> _Texto fornecido_:
Os investigadores argumentam assim que a identificação daquelas que terão sido as primeiras mulheres religiosas a participar na produção de livros “é desafiadora”, tendo em conta o reduzido número de livros sobreviventes, a perda ou inexistência de documentação dos mosteiros e o costume dos escribas de deixar seus trabalhos sem assinatura. “Como resultado, escribas femininas individuais permanecem pouco visíveis no registo histórico, e é provável que a maioria de seus trabalhos de escriba ainda não tenha sido reconhecida”, concluem.

Várias hipóteses

O estudo vem agora acrescentar uma mulher religiosa à história dos primeiros escribas. E a acção passa-se num pequeno mosteiro na zona rural do centro da Alemanha, ainda que não se saiba muito sobre este local religioso. Não é conhecida, por exemplo, a data da fundação do mosteiro, sendo que os primeiros registos escritos datam de 1244. “Acredita-se que o mosteiro tenha abrigado aproximadamente 14 mulheres religiosas desde sua fundação até a sua destruição pelo fogo, após uma série de batalhas do século XIV”, adiantam os investigadores

No cemitério deste mosteiro estava esta mulher com numerosas manchas de um pigmento azul nos dentes. “Tinha entre 45 e 60 anos e morreu por volta de 1000-1200. Não tinha patologias específicas do esqueleto nem manifestações de trauma ou infecção. O único aspecto notável dos seus restos eram as partículas azuis encontradas nos dentes”, refere o comunicado. “Foi uma surpresa completa – quando o cálculo se dissolveu, lançou centenas de minúsculas partículas azuis”, recorda Anita Radini.

> _Listagem fornecida_:

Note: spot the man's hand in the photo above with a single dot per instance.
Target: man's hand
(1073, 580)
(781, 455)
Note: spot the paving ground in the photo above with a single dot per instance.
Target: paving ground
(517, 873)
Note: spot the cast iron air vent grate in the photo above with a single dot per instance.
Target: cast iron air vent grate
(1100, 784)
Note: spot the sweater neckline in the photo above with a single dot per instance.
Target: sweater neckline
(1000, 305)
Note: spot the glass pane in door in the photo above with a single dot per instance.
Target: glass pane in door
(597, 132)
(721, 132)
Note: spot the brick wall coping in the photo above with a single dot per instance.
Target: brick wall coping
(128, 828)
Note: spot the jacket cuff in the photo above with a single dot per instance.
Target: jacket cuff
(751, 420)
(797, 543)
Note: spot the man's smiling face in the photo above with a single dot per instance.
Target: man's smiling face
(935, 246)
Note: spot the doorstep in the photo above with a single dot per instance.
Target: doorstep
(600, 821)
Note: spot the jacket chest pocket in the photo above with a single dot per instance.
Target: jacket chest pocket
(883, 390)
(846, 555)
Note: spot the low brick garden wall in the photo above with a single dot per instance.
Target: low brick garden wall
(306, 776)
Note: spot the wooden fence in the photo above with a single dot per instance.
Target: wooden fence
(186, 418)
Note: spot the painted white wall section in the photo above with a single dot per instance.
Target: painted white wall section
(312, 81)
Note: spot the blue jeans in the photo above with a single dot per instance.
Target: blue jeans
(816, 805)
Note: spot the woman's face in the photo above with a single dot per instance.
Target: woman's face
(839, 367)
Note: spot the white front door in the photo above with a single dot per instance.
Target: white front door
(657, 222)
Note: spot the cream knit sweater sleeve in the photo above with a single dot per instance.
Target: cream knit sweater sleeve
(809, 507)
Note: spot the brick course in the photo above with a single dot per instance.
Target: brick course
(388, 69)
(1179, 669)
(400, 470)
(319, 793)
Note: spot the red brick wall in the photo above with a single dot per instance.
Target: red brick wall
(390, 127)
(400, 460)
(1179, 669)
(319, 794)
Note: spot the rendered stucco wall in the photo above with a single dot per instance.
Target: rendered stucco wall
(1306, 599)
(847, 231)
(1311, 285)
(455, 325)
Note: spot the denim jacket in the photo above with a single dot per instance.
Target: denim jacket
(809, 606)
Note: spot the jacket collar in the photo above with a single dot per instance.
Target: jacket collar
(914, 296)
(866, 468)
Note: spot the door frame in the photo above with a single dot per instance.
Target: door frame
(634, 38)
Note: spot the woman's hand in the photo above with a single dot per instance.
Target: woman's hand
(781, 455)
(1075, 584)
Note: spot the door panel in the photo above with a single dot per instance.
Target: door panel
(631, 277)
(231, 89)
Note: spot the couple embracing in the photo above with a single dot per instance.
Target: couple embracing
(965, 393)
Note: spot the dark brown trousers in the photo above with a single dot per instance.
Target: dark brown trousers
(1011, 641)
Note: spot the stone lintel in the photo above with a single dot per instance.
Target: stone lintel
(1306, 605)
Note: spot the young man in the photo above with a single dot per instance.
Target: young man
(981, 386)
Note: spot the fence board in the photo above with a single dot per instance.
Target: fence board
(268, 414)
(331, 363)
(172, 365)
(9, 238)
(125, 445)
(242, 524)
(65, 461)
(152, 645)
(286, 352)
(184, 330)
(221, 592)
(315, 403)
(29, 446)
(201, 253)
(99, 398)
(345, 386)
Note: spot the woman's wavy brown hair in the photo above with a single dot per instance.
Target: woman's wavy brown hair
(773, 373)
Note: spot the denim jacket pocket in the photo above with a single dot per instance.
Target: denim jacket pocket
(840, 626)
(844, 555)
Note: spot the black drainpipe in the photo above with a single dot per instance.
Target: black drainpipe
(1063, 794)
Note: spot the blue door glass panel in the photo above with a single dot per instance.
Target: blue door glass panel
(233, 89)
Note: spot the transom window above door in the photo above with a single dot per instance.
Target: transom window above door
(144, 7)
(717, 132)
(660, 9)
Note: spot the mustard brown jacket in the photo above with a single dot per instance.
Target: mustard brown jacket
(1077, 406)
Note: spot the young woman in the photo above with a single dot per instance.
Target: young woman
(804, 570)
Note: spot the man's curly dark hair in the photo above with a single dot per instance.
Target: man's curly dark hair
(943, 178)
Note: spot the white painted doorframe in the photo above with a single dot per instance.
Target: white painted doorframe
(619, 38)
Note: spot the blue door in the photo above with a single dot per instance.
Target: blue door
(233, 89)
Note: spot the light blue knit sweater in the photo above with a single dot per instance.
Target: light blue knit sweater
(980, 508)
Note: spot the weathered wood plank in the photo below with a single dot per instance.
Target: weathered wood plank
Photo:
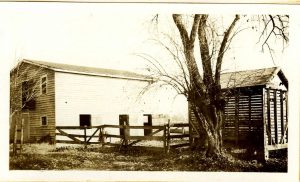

> _Questões de estudo_:
**1)** Reescreva o trecho do texto fornecido que vai de "No cemitério deste" até "recorda Anita Radini.", trocando "cemitério" por "claustro".
**2)** Segundo o texto fornecido, de que ano datam os primeiros registos escritos do mosteiro?
**3)** Enumere os fatores que, de acordo com o texto fornecido, tornam desafiadora a identificação das primeiras mulheres religiosas que participaram na produção de livros.

> _Resultados por tarefa_:
**1)**
No claustro deste mosteiro estava esta mulher com numerosas manchas de um pigmento azul nos dentes. “Tinha entre 45 e 60 anos e morreu por volta de 1000-1200. Não tinha patologias específicas do esqueleto nem manifestações de trauma ou infecção. O único aspecto notável dos seus restos eram as partículas azuis encontradas nos dentes”, refere o comunicado. “Foi uma surpresa completa – quando o cálculo se dissolveu, lançou centenas de minúsculas partículas azuis”, recorda Anita Radini.

**2)** De 1244.

**3)**
- o reduzido número de livros sobreviventes
- a perda ou inexistência de documentação dos mosteiros
- o costume dos escribas de deixar seus trabalhos sem assinatura